▶ [Records shown]
+ + + + +
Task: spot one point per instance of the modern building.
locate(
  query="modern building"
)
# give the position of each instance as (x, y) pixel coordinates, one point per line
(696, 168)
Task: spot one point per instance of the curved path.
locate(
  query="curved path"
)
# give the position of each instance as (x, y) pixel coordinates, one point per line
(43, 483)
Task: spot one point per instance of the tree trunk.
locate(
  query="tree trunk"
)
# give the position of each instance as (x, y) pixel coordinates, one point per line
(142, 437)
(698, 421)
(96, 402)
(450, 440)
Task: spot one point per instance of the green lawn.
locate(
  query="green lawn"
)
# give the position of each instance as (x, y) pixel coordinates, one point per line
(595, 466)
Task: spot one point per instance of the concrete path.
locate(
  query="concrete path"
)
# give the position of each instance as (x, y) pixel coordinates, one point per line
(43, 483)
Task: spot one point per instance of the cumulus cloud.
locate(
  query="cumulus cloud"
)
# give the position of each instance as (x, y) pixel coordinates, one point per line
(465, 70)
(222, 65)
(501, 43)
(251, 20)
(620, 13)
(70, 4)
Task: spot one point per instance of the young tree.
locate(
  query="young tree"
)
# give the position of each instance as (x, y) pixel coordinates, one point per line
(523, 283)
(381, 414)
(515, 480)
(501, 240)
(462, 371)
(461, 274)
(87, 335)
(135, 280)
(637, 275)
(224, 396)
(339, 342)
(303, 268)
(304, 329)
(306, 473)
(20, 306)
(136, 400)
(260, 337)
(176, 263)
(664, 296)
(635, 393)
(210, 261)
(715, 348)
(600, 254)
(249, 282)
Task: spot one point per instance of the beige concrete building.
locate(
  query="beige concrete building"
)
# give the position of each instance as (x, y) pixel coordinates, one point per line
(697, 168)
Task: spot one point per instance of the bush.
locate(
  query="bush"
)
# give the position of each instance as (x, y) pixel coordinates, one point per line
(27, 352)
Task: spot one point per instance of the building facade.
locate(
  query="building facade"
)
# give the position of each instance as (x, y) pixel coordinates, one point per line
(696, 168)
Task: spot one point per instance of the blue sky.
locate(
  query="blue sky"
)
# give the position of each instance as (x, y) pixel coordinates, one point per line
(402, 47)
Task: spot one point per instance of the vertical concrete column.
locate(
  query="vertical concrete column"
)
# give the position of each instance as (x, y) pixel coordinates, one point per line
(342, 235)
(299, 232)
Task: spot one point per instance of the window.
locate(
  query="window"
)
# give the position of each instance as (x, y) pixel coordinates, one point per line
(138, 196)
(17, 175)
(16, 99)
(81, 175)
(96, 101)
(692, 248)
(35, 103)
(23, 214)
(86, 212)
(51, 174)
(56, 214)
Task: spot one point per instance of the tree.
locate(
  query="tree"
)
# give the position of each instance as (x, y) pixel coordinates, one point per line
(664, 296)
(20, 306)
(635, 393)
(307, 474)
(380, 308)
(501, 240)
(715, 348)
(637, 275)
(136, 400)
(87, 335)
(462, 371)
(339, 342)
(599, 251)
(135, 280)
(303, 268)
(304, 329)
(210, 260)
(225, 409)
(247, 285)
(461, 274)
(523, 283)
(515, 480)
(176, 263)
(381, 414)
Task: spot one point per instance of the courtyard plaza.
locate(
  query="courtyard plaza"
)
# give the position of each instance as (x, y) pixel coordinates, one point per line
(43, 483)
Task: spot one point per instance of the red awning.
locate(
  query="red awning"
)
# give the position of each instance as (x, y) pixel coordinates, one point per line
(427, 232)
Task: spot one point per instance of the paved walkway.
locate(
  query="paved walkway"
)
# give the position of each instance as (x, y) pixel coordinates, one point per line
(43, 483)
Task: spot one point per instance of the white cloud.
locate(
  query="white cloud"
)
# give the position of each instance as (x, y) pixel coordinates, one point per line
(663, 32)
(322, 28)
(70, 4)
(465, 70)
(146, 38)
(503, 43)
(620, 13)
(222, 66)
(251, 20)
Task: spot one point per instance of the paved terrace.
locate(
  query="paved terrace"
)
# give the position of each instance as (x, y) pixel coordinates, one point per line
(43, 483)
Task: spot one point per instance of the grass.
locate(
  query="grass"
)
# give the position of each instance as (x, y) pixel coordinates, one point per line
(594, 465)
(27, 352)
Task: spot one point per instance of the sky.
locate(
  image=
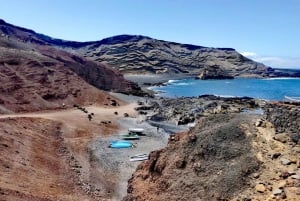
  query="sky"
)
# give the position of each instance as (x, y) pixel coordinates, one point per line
(267, 31)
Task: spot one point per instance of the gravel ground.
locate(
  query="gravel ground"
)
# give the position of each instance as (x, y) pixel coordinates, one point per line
(117, 160)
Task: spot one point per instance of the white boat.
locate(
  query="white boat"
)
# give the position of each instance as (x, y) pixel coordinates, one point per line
(295, 99)
(139, 157)
(138, 131)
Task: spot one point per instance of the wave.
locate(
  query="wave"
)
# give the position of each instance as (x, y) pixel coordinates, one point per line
(172, 81)
(296, 99)
(226, 96)
(282, 78)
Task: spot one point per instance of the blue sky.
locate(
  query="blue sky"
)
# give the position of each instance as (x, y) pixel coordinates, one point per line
(264, 30)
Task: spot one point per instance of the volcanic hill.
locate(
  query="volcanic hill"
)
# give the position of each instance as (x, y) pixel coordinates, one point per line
(135, 54)
(38, 76)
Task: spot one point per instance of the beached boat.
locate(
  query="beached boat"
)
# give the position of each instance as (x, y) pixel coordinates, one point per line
(139, 157)
(295, 99)
(130, 137)
(120, 144)
(138, 131)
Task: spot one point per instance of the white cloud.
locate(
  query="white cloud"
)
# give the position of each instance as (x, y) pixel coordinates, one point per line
(275, 62)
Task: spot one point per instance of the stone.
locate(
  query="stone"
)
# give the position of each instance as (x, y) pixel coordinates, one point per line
(276, 155)
(281, 184)
(281, 137)
(277, 191)
(258, 123)
(285, 161)
(292, 193)
(260, 188)
(295, 176)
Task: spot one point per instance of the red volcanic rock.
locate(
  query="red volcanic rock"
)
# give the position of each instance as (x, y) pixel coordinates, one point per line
(36, 77)
(211, 162)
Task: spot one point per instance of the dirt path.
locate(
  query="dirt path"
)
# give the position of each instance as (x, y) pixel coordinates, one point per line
(77, 132)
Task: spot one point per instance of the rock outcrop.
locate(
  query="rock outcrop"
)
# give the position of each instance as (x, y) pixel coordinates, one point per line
(212, 161)
(37, 76)
(140, 54)
(285, 116)
(213, 72)
(134, 54)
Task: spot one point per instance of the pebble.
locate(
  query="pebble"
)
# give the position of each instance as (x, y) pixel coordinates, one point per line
(260, 188)
(277, 191)
(281, 138)
(282, 184)
(295, 176)
(285, 161)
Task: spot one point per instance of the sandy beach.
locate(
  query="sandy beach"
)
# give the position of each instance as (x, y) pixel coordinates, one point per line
(103, 170)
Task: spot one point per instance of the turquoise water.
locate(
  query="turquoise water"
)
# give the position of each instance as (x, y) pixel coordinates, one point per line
(268, 89)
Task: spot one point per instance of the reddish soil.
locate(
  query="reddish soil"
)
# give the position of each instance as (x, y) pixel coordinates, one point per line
(44, 155)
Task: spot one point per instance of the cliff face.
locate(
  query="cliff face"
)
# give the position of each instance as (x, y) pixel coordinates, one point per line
(211, 162)
(140, 54)
(36, 75)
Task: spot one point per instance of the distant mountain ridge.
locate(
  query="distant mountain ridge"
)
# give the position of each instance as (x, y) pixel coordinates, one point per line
(35, 75)
(136, 54)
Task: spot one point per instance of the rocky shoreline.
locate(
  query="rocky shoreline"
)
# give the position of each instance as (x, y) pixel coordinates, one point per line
(272, 136)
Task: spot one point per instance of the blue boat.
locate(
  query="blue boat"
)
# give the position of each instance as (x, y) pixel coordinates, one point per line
(120, 144)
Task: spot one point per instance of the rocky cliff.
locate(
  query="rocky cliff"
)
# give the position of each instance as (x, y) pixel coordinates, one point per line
(285, 117)
(36, 75)
(135, 54)
(213, 161)
(140, 54)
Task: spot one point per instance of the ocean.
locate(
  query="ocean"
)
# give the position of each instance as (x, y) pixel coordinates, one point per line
(267, 89)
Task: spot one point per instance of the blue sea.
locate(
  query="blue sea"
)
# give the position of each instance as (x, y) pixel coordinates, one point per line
(267, 89)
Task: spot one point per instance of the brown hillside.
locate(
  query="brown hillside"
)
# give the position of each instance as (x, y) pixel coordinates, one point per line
(37, 77)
+ + + + +
▶ [Task directions] Line count for the string "beige": give the number of lines in the listing that hold it, with no other output.

▶ [Exercise response] 2